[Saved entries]
*** Begin section ***

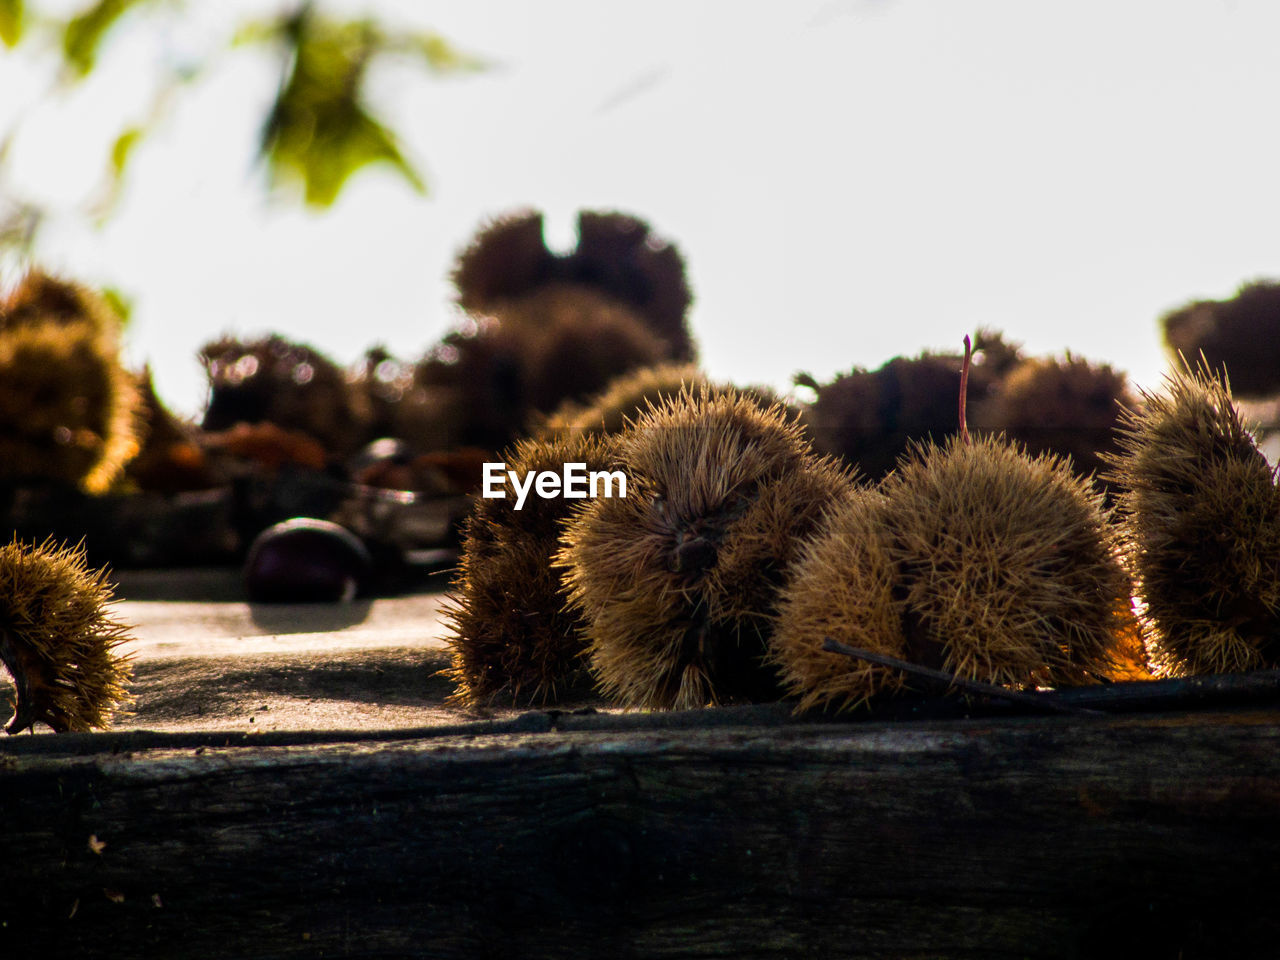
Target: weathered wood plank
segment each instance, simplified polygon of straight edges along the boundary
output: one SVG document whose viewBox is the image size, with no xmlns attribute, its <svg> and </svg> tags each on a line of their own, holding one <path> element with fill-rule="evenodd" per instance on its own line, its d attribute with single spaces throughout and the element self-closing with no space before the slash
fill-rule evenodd
<svg viewBox="0 0 1280 960">
<path fill-rule="evenodd" d="M 19 738 L 0 955 L 1274 956 L 1277 720 Z"/>
</svg>

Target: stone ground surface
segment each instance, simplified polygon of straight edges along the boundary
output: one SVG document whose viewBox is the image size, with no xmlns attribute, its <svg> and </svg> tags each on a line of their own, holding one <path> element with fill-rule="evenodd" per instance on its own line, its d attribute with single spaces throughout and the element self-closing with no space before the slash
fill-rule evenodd
<svg viewBox="0 0 1280 960">
<path fill-rule="evenodd" d="M 440 675 L 448 648 L 438 590 L 347 604 L 250 604 L 239 599 L 234 572 L 126 571 L 117 579 L 114 615 L 133 627 L 135 703 L 112 729 L 356 730 L 521 712 L 445 703 L 452 685 Z M 172 596 L 182 599 L 164 599 Z M 10 691 L 0 670 L 0 713 Z"/>
</svg>

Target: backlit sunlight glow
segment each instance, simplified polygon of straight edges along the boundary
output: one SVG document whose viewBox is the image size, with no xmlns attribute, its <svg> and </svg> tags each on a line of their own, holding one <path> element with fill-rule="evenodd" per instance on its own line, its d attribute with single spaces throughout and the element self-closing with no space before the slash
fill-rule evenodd
<svg viewBox="0 0 1280 960">
<path fill-rule="evenodd" d="M 0 129 L 21 119 L 0 195 L 53 208 L 50 269 L 132 298 L 129 359 L 183 413 L 224 332 L 344 364 L 375 343 L 420 356 L 458 320 L 455 252 L 513 207 L 544 210 L 557 247 L 581 208 L 645 218 L 688 262 L 708 372 L 783 389 L 979 326 L 1155 386 L 1163 311 L 1280 276 L 1269 0 L 323 6 L 491 64 L 371 77 L 425 195 L 369 168 L 328 212 L 270 197 L 253 158 L 278 66 L 242 51 L 137 148 L 96 227 L 82 212 L 112 138 L 153 107 L 149 71 L 274 8 L 121 31 L 56 107 L 32 107 L 52 82 L 32 56 L 0 51 Z"/>
</svg>

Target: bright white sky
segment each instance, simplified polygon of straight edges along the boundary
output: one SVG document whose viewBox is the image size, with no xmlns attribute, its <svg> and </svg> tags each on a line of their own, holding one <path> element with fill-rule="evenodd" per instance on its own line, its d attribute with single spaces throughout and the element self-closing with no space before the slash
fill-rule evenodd
<svg viewBox="0 0 1280 960">
<path fill-rule="evenodd" d="M 26 116 L 8 186 L 91 195 L 155 58 L 270 6 L 192 5 L 163 43 L 122 31 L 101 76 Z M 1163 311 L 1280 275 L 1274 0 L 363 6 L 496 64 L 376 78 L 428 196 L 366 172 L 328 213 L 265 198 L 277 74 L 249 51 L 140 148 L 109 225 L 67 214 L 43 238 L 50 268 L 135 298 L 129 356 L 181 412 L 224 331 L 420 355 L 456 319 L 455 251 L 516 206 L 562 246 L 579 208 L 648 219 L 685 254 L 708 371 L 781 387 L 983 325 L 1154 386 Z M 32 64 L 0 53 L 0 124 L 44 89 Z"/>
</svg>

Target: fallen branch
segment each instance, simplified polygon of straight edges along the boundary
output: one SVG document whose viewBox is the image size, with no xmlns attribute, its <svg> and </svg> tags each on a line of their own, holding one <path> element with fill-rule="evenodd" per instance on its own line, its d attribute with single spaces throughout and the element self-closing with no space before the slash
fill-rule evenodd
<svg viewBox="0 0 1280 960">
<path fill-rule="evenodd" d="M 1007 687 L 998 687 L 993 683 L 982 683 L 979 680 L 966 680 L 943 670 L 934 670 L 932 667 L 922 667 L 918 663 L 899 660 L 897 657 L 890 657 L 883 653 L 872 653 L 870 650 L 863 650 L 860 647 L 851 647 L 848 644 L 832 640 L 830 637 L 827 637 L 823 641 L 822 649 L 830 650 L 832 653 L 843 654 L 844 656 L 852 657 L 855 660 L 865 660 L 867 663 L 874 663 L 881 667 L 901 670 L 908 676 L 927 680 L 928 682 L 941 686 L 945 689 L 961 690 L 964 693 L 971 693 L 980 697 L 993 697 L 995 699 L 1006 700 L 1010 703 L 1016 703 L 1022 706 L 1034 707 L 1037 710 L 1045 710 L 1050 713 L 1068 713 L 1080 716 L 1100 714 L 1102 712 L 1099 710 L 1092 710 L 1087 707 L 1075 707 L 1065 704 L 1052 693 L 1024 693 L 1021 690 L 1010 690 Z"/>
</svg>

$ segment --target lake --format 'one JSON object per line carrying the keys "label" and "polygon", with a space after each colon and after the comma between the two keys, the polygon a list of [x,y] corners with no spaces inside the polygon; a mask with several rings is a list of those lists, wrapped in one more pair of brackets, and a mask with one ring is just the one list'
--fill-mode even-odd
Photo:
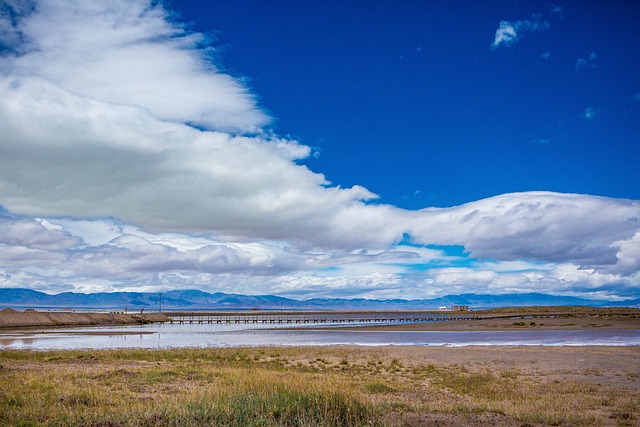
{"label": "lake", "polygon": [[[637,346],[638,330],[398,332],[338,329],[338,325],[150,324],[1,332],[0,350],[220,348],[315,345]],[[316,326],[317,327],[317,326]]]}

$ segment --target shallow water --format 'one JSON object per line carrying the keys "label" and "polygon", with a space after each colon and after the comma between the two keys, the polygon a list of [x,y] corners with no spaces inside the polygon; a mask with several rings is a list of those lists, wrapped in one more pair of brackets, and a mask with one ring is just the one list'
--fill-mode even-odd
{"label": "shallow water", "polygon": [[[337,325],[335,325],[337,326]],[[341,325],[344,326],[344,325]],[[398,332],[273,325],[152,324],[0,333],[0,350],[207,348],[311,345],[637,346],[640,331],[526,330]]]}

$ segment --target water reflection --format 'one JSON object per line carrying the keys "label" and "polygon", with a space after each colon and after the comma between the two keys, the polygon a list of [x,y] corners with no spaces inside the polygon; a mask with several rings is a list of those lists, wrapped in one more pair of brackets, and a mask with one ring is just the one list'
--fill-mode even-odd
{"label": "water reflection", "polygon": [[181,348],[308,345],[640,345],[640,331],[397,332],[273,325],[165,324],[0,333],[3,349]]}

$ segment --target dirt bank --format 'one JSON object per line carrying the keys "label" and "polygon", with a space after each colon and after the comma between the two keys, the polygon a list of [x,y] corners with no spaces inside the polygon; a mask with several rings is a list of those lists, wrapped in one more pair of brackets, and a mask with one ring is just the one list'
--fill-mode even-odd
{"label": "dirt bank", "polygon": [[0,310],[0,329],[46,326],[136,325],[140,323],[168,322],[170,320],[161,313],[16,311],[11,308]]}
{"label": "dirt bank", "polygon": [[[369,331],[503,331],[503,330],[638,330],[640,316],[559,316],[510,319],[454,320],[366,326]],[[350,328],[362,330],[363,327]]]}

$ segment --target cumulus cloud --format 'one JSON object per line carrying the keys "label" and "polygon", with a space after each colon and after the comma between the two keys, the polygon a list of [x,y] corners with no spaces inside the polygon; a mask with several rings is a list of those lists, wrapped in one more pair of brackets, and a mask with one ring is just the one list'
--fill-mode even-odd
{"label": "cumulus cloud", "polygon": [[463,245],[477,258],[571,262],[606,271],[618,266],[616,242],[631,239],[640,226],[639,201],[548,192],[420,213],[411,230],[418,241]]}
{"label": "cumulus cloud", "polygon": [[[36,271],[57,281],[110,283],[151,280],[167,273],[189,276],[238,273],[275,275],[321,265],[267,243],[221,242],[206,236],[149,234],[137,227],[113,227],[108,220],[76,221],[0,217],[0,266],[4,271]],[[84,236],[88,236],[87,240]],[[16,269],[16,258],[23,267]],[[26,269],[26,270],[25,270]]]}
{"label": "cumulus cloud", "polygon": [[640,266],[640,232],[637,232],[629,239],[615,242],[614,247],[619,248],[617,253],[618,262],[615,270],[628,275],[640,276],[638,266]]}
{"label": "cumulus cloud", "polygon": [[[0,67],[161,120],[232,131],[268,121],[237,80],[207,60],[202,35],[149,0],[47,0],[5,6]],[[19,35],[18,36],[16,36]]]}
{"label": "cumulus cloud", "polygon": [[496,271],[496,267],[500,268],[503,263],[491,264],[434,270],[429,277],[430,287],[441,289],[441,294],[442,290],[448,294],[470,291],[478,294],[541,292],[609,300],[640,296],[637,277],[620,278],[580,269],[574,264],[541,265],[526,271]]}
{"label": "cumulus cloud", "polygon": [[[80,291],[197,287],[303,299],[549,292],[619,299],[638,296],[639,205],[508,194],[406,213],[400,228],[416,244],[324,251],[211,233],[149,233],[109,219],[4,217],[0,271],[5,286]],[[396,222],[390,218],[389,227]],[[427,242],[439,246],[417,244]],[[449,255],[443,249],[449,245],[468,253]]]}
{"label": "cumulus cloud", "polygon": [[[176,65],[180,60],[196,61],[200,51],[182,45],[173,48],[175,37],[162,42],[168,36],[153,30],[156,27],[169,30],[168,24],[161,25],[165,21],[158,6],[150,8],[144,2],[145,7],[141,2],[114,3],[117,12],[133,15],[136,18],[133,19],[119,15],[112,18],[102,2],[95,5],[82,2],[82,7],[74,2],[45,3],[42,10],[19,21],[25,37],[30,35],[29,40],[36,40],[32,42],[36,47],[24,48],[24,54],[5,55],[0,61],[3,71],[0,128],[4,136],[0,145],[0,197],[11,212],[113,216],[156,230],[215,229],[233,235],[293,239],[315,235],[322,239],[335,221],[334,212],[357,209],[358,203],[375,197],[358,186],[330,187],[324,176],[298,165],[296,161],[309,156],[310,149],[296,141],[264,133],[243,136],[220,130],[231,126],[234,120],[239,120],[239,128],[253,128],[255,105],[245,111],[225,104],[221,114],[211,113],[213,107],[207,104],[211,99],[227,99],[230,104],[242,105],[250,97],[236,91],[238,83],[228,76]],[[106,20],[109,25],[97,22],[91,32],[93,36],[87,38],[68,34],[72,31],[67,28],[70,24],[61,24],[63,37],[41,22],[46,21],[41,15],[49,13],[56,18],[71,13],[72,6],[78,9],[76,13],[87,15],[87,19]],[[116,33],[123,35],[116,34],[112,39],[109,31],[113,20],[122,20]],[[139,35],[141,20],[151,27],[146,31],[152,37]],[[72,21],[77,22],[69,22]],[[169,29],[177,31],[171,26]],[[47,31],[57,40],[50,49],[60,50],[59,55],[51,58],[48,48],[45,49],[50,43],[44,37],[49,34]],[[101,31],[105,34],[100,34]],[[41,46],[45,43],[45,47]],[[145,61],[149,76],[144,86],[159,97],[158,105],[173,105],[188,117],[160,111],[155,99],[146,93],[136,94],[135,87],[140,81],[129,82],[111,71],[96,75],[92,69],[78,64],[75,55],[66,58],[65,43],[71,44],[67,49],[71,52],[96,51],[100,58],[103,51],[119,52],[121,44],[125,50],[130,45],[149,50],[154,56],[153,61]],[[156,57],[158,43],[163,52],[169,49],[177,57]],[[128,57],[124,62],[104,60],[128,69]],[[154,76],[154,70],[176,67],[175,75]],[[49,68],[64,70],[54,73]],[[72,70],[81,76],[66,79]],[[85,75],[87,81],[81,78]],[[94,81],[98,78],[99,83]],[[180,87],[165,87],[165,79]],[[199,79],[211,79],[213,83],[210,87],[204,82],[197,88],[184,83]],[[117,93],[128,97],[113,95]],[[180,106],[181,96],[188,98],[184,99],[189,104],[185,109]],[[189,115],[191,108],[197,110],[193,119]],[[233,120],[227,120],[226,113]],[[199,130],[178,122],[199,122],[199,114],[213,117],[208,125],[216,128]]]}
{"label": "cumulus cloud", "polygon": [[0,216],[0,242],[29,250],[64,250],[78,246],[81,239],[47,227],[45,220],[12,219]]}
{"label": "cumulus cloud", "polygon": [[497,49],[500,46],[513,46],[523,37],[525,33],[544,31],[547,30],[549,26],[549,22],[543,21],[542,18],[538,15],[534,15],[533,19],[530,21],[500,21],[491,48]]}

*** End section ***

### What this task involves
Retype the entries above exactly. Stop after the line containing "Target: bright white sky", and omit the pictures.

### Result of the task
Target: weathered wood plank
segment each instance, simplified polygon of straight edges along the boundary
output: one SVG document whose viewBox is the image size, with no xmlns attribute, its <svg> and </svg> tags each on a line of their own, holding one <path> element with fill-rule="evenodd" per instance on its own line, its d attribute with single spaces throughout and the element self-closing with no space before the slash
fill-rule evenodd
<svg viewBox="0 0 1280 960">
<path fill-rule="evenodd" d="M 19 738 L 0 955 L 1274 956 L 1277 720 Z"/>
</svg>

Target: stone ground surface
segment each instance, simplified polygon of straight edges along the boundary
output: one SVG document whose viewBox is the image size, with no xmlns attribute, its <svg> and </svg> tags each on a line of their own, holding one <path> element with fill-rule="evenodd" per instance on its own line, its d attribute with single spaces throughout and the element self-closing with no space before the slash
fill-rule evenodd
<svg viewBox="0 0 1280 960">
<path fill-rule="evenodd" d="M 440 675 L 448 648 L 438 590 L 347 604 L 250 604 L 239 599 L 234 572 L 126 571 L 117 579 L 114 615 L 133 627 L 135 703 L 112 729 L 356 730 L 521 712 L 445 703 L 452 685 Z M 172 596 L 182 599 L 164 599 Z M 10 691 L 0 670 L 0 713 Z"/>
</svg>

Target: backlit sunlight glow
segment each instance, simplified polygon of straight edges along the boundary
output: one SVG document whose viewBox is the image size, with no xmlns attribute, its <svg> and </svg> tags each on a line of their own, holding one <path> element with fill-rule="evenodd" per instance on its own line, its d attribute with single spaces throughout and the element self-closing with no space before the slash
fill-rule evenodd
<svg viewBox="0 0 1280 960">
<path fill-rule="evenodd" d="M 0 129 L 21 119 L 0 195 L 53 208 L 50 269 L 132 298 L 129 359 L 183 413 L 224 332 L 344 364 L 375 343 L 420 356 L 458 320 L 455 252 L 513 207 L 544 210 L 557 247 L 581 208 L 645 218 L 688 262 L 708 372 L 783 389 L 979 326 L 1155 386 L 1163 311 L 1280 276 L 1269 0 L 323 6 L 491 64 L 371 77 L 425 195 L 369 168 L 328 212 L 270 197 L 253 158 L 278 66 L 242 51 L 137 148 L 96 227 L 82 212 L 112 138 L 153 107 L 149 71 L 274 8 L 121 31 L 56 107 L 32 107 L 52 82 L 32 56 L 0 51 Z"/>
</svg>

Target: bright white sky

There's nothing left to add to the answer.